**GOAL**
Select and copy every line in the records below that contains the string "green". Case counts.

**DATA PROVIDED**

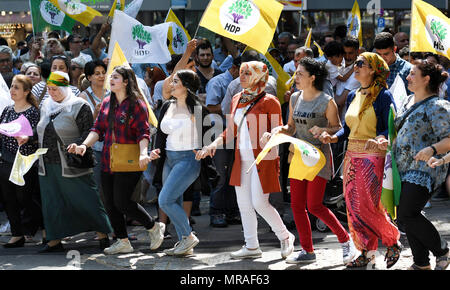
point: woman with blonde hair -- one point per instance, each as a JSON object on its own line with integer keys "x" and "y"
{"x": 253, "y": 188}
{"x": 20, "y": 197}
--
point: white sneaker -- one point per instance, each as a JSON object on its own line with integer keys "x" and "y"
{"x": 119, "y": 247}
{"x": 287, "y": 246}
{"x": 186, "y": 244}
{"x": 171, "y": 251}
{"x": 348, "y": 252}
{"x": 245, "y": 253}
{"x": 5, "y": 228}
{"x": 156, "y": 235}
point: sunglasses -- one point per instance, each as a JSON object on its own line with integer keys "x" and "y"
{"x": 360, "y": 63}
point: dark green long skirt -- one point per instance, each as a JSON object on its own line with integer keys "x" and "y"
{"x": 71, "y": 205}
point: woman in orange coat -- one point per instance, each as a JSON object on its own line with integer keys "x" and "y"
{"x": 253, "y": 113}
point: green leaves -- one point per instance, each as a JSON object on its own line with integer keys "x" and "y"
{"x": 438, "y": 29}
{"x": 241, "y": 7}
* * *
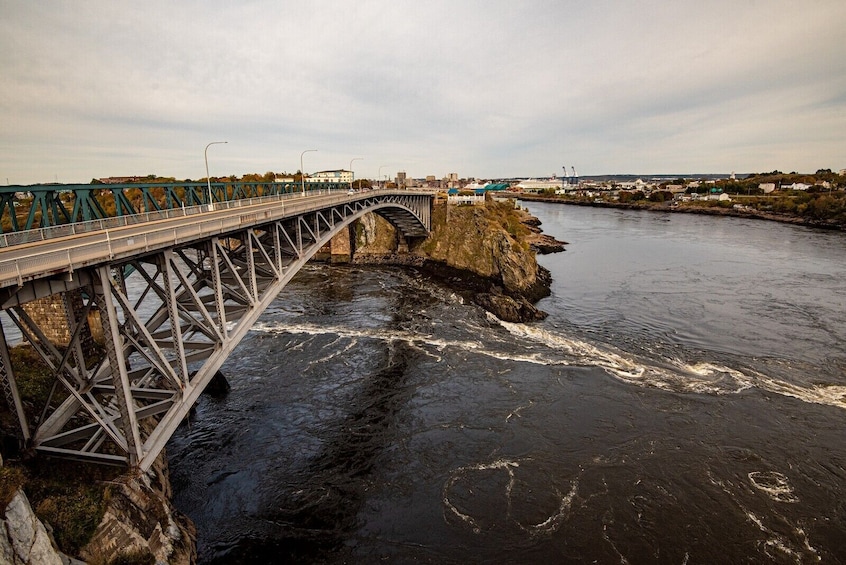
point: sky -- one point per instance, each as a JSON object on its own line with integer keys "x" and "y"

**ANSWER**
point: dark green long skirt -- one point per instance, each as a JSON object on its own line with integer keys "x" and "y"
point: green leaves -- one point per instance, each as a JSON object on its own line with integer keys "x" and "y"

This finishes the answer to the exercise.